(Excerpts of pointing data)
========================================================================
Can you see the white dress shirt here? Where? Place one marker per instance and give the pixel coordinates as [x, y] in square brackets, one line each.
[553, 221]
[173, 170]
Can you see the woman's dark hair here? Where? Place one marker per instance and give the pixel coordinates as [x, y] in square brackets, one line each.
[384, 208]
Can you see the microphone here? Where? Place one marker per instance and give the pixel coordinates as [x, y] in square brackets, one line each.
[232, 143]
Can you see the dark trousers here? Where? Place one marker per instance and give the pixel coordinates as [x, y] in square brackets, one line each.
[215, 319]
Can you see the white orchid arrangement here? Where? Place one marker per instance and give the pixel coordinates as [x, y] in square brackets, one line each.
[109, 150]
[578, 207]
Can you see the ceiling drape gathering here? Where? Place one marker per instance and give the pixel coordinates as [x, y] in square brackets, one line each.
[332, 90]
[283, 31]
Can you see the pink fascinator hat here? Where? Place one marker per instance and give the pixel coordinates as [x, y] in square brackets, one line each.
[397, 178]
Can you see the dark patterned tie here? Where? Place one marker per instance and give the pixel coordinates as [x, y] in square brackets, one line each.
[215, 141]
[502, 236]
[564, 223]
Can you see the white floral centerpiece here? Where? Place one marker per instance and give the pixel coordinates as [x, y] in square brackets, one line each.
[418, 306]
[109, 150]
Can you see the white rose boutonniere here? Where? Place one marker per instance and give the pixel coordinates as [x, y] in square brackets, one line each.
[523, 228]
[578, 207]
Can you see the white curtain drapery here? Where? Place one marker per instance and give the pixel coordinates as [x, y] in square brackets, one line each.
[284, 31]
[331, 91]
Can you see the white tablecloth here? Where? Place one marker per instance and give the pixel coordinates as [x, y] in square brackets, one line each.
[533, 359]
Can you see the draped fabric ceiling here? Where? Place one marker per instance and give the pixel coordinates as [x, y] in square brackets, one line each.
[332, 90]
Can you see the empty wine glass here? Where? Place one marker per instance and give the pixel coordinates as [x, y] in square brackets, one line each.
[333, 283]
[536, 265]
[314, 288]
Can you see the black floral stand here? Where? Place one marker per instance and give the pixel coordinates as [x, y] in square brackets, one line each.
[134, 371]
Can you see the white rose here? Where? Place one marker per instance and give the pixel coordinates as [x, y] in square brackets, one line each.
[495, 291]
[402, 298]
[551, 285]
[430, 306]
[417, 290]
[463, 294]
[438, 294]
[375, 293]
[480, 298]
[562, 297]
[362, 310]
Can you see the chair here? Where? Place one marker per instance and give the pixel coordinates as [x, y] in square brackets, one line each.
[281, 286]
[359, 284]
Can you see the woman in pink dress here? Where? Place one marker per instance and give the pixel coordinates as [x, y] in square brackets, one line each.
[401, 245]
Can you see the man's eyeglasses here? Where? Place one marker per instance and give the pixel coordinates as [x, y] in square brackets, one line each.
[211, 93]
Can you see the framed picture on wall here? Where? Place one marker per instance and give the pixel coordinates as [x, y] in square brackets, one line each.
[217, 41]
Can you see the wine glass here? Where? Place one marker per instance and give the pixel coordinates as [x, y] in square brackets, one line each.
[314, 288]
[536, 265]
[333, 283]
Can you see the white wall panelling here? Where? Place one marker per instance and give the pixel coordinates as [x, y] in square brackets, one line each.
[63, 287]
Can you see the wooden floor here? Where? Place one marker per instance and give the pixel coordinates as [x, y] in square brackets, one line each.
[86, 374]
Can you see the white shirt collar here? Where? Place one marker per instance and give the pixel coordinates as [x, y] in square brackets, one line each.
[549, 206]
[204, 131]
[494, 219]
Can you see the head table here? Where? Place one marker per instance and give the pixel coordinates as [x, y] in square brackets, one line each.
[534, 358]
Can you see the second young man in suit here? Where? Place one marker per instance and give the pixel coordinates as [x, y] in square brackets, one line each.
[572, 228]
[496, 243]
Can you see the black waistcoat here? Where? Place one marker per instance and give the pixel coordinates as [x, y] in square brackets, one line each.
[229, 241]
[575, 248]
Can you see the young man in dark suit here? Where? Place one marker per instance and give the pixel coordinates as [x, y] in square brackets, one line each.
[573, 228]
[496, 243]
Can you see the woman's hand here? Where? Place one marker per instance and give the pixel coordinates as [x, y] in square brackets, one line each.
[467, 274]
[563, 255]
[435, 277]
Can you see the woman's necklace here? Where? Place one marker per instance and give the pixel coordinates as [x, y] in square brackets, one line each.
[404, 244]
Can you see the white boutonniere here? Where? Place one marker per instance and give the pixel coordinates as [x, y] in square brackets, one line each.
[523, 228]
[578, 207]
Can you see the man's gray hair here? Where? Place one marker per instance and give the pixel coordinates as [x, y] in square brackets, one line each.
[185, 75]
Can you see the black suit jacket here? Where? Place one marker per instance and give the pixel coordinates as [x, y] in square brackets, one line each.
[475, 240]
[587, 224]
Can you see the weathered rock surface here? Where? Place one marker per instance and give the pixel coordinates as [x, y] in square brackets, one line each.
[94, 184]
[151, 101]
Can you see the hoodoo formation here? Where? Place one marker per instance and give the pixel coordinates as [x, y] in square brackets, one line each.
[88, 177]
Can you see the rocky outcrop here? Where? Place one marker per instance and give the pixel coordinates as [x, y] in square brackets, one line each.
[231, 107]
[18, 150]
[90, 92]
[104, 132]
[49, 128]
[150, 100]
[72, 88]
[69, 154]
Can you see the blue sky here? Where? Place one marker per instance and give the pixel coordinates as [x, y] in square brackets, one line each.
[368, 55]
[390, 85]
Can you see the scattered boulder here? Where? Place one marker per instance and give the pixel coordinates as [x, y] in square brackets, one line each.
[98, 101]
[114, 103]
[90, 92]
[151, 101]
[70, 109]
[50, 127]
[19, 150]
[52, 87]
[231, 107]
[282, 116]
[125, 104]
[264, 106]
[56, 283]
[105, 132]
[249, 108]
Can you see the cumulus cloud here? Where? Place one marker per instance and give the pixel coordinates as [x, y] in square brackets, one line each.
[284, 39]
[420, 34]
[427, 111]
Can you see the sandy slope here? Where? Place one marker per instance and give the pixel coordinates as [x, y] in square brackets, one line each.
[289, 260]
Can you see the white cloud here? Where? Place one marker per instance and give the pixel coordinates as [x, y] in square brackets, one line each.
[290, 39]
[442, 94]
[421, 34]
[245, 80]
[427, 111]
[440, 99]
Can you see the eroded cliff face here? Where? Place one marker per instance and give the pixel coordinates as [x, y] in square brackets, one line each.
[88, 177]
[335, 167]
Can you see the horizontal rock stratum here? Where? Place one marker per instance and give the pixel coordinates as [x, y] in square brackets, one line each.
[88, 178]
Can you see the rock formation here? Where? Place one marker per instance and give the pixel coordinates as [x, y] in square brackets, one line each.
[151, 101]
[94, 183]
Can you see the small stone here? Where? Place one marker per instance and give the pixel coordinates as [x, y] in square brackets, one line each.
========================================================================
Set down all of the data above, word for word.

Can you see the white dress shirt here? Where? Place one marker per instance and give the pixel coordinates as [x, y] in square brackets, one line each.
[553, 221]
[173, 170]
Can you see the woman's dark hair here? Where? Place one marker per instance and give the pixel coordinates as [x, y] in square brackets, one line each.
[384, 208]
Can you see the microphone here? Where? Place one marker per instance and give the pixel coordinates as [x, y] in square brackets, one line each.
[232, 143]
Can you see the dark trousers here? Where? Place one marker per instance and give the pixel coordinates as [x, y] in square brackets, one line each.
[215, 319]
Can you see the white orchid arrangement here? Where? Place one marker per instance and give the pixel coordinates as [x, y] in square brackets, one line each.
[109, 150]
[578, 207]
Can you see the ceiling drape gathering here? Where? Place one marker per instance and give the pixel coordinates as [x, y] in square brackets, one line each.
[332, 90]
[283, 31]
Can you see the pink fascinator hat here? Where? Place one marker per instance and give the pixel coordinates as [x, y] in square brackets, one line each.
[397, 178]
Can you see the dark patterned tie here? Where? Place one marker per instance and give the pixel coordinates as [x, y] in square brackets, one line each.
[215, 141]
[502, 236]
[564, 223]
Can you see the white floral centerpiece here? Where? Place one marker per instance and give the pixel coordinates as [x, y] in square brackets, one line each.
[418, 306]
[109, 150]
Can you see the white rose boutonniere here? Where? Place one marker per instance and give the pixel coordinates as [x, y] in square brackets, one line each.
[523, 228]
[578, 207]
Can you see the white curtain drapery here? Where? Place one marker per instance and give the pixel coordinates as [x, y] in square brackets, one line each.
[284, 31]
[331, 91]
Can you see the white tablecloth here? Where? Place one marker per instance and give the pixel coordinates as [x, y] in square brackets, one line each.
[533, 359]
Can you see the draped fabric ceiling here? Where? Place one marker per instance and give the pixel coordinates as [x, y] in square brackets, one line each.
[332, 90]
Can you see the empty wine glass here? Where? Place one marker per instance and give the pixel coordinates as [x, y] in square brackets, one line each.
[333, 283]
[536, 265]
[314, 288]
Can you see the black floral stand here? Where? Place one marker per instance and give the pixel coordinates as [x, y] in square brackets, one line each.
[134, 371]
Can you see the white rose here? Where? Place one marker per instance and give the pixel coordinates as [x, y] in square brackets, one line each.
[495, 291]
[402, 298]
[551, 285]
[430, 306]
[417, 290]
[463, 294]
[438, 294]
[375, 293]
[480, 298]
[562, 297]
[362, 310]
Can you see the chair here? Where? Place one marker per instance and give the pixel coordinates as [x, y] in square brackets, one line each.
[281, 286]
[359, 284]
Can you see the woman in pink dress here? Where? Place one marker per instance and give the pixel coordinates as [x, y] in square brackets, one line each.
[401, 245]
Can you see the man's eyeglasses here? Where? Place one marker per instance and give the pixel coordinates as [x, y] in square brackets, one line each.
[211, 93]
Can you see the framed picture on wall here? Where? Place one marker per instance and give the pixel coordinates as [x, y] in square brackets, one line each.
[217, 41]
Can you see the wine glass here? Where? Place one marker per instance and give the pixel coordinates as [x, y] in square brackets, one line each.
[314, 288]
[536, 265]
[333, 283]
Can you see the white wall panelling here? Where? Place one marker per instance and give the pixel coordinates as [x, y] in square brackets, one line each.
[63, 287]
Can you see the wooden floor here? Where? Place one marker per instance and give the pixel coordinates as [x, y] in square brackets, one line each.
[86, 374]
Can you see the white shirt collar here? Where? Place one marker per instance and give the pixel coordinates as [x, y] in square brackets, one line each.
[549, 206]
[204, 131]
[494, 219]
Can you see the head table here? Where? Place one marker per instance and give the pixel coordinates as [x, y] in square brackets, one line each.
[534, 358]
Can you see the second young man in suit here? Where? Place one marker per instance and give the pixel coordinates as [x, y] in square brackets, one line each.
[572, 228]
[496, 243]
Can you see the black waistcoat here? Where? Place one marker per instance and give the pixel coordinates as [x, y] in square brackets, one line each.
[229, 241]
[575, 248]
Can you see the young man in dark suit here? Where? Place one marker per instance and give the pixel coordinates as [x, y] in square brackets, one line each.
[573, 228]
[496, 243]
Can you see the woman's hand here? Where? Place one marker per instance and give the pixel coordinates as [x, y] in square brackets, one line each.
[467, 274]
[563, 255]
[435, 277]
Can you see the woman's necklace here? Where? Place one marker per instance and give the pixel coordinates as [x, y] in square brackets, one line each.
[404, 244]
Can you see the white boutonniere here? Where? Place one marker per instance and give the pixel coordinates as [x, y] in square brackets, one line each.
[523, 228]
[578, 207]
Can you see the man's gray hair here? Where? Place one marker per instance and give the pixel coordinates as [x, y] in square brackets, one line each.
[185, 75]
Can you see the black suit jacket here? Where? Place one marker per instance and give the pixel coordinates as [x, y] in square brackets, one line each.
[475, 240]
[587, 224]
Can you see the weathered rock surface here? Where? Place one marker per instance and give the pixel coordinates as [x, y] in square brackets, one line each.
[94, 184]
[151, 101]
Can you see the hoodoo formation here? Where? Place one marker per instance and give the pixel coordinates as [x, y] in square brackets, one line each.
[88, 177]
Can you see the rocky outcrop here? Where? Place one marker per instance and give the pixel coordinates as [x, y] in square brackets, one line each.
[231, 107]
[18, 150]
[90, 92]
[104, 132]
[49, 128]
[150, 100]
[72, 88]
[69, 154]
Can you see the blue sky here? Where? Place one marker per instance and give the pixel coordinates as [x, y] in square brackets, one line each.
[368, 55]
[390, 85]
Can you see the scattered boulder here? Where? Place one marker per instance and give the pixel coordinates as [x, y] in square brackets, one line each.
[98, 101]
[114, 103]
[90, 92]
[151, 101]
[70, 109]
[50, 127]
[19, 150]
[52, 87]
[231, 107]
[282, 116]
[125, 104]
[264, 106]
[56, 283]
[105, 132]
[249, 108]
Can you see the cumulus cloud here? Where? Place one marker per instance and give the pixel coordinates as [x, y] in square brackets, one line each.
[284, 39]
[420, 34]
[427, 111]
Can you see the sandy slope here? Where? Place one marker per instance and give the pixel coordinates as [x, y] in square brackets, one line each.
[289, 260]
Can you see the white cloud here? Where? Place one marker per instance and give the pixel coordinates as [x, y] in square brackets, one line each.
[290, 39]
[442, 94]
[421, 34]
[245, 80]
[427, 111]
[440, 99]
Can you see the eroded cliff face here? Where? Place one marker per instance and give the pixel coordinates as [x, y] in square brackets, one line each.
[88, 177]
[335, 167]
Can you see the horizontal rock stratum here? Where? Place one marker per instance and give the pixel coordinates as [x, y] in square brackets, one line each.
[88, 178]
Can you see the rock formation here? Where? Place one marker per instance and give the pixel coordinates as [x, y] in square brackets, one line each.
[151, 101]
[94, 183]
Can you see the small stone here? Where? Place one marker per instance and give the pixel coordinates as [x, y] in square brackets, one line each.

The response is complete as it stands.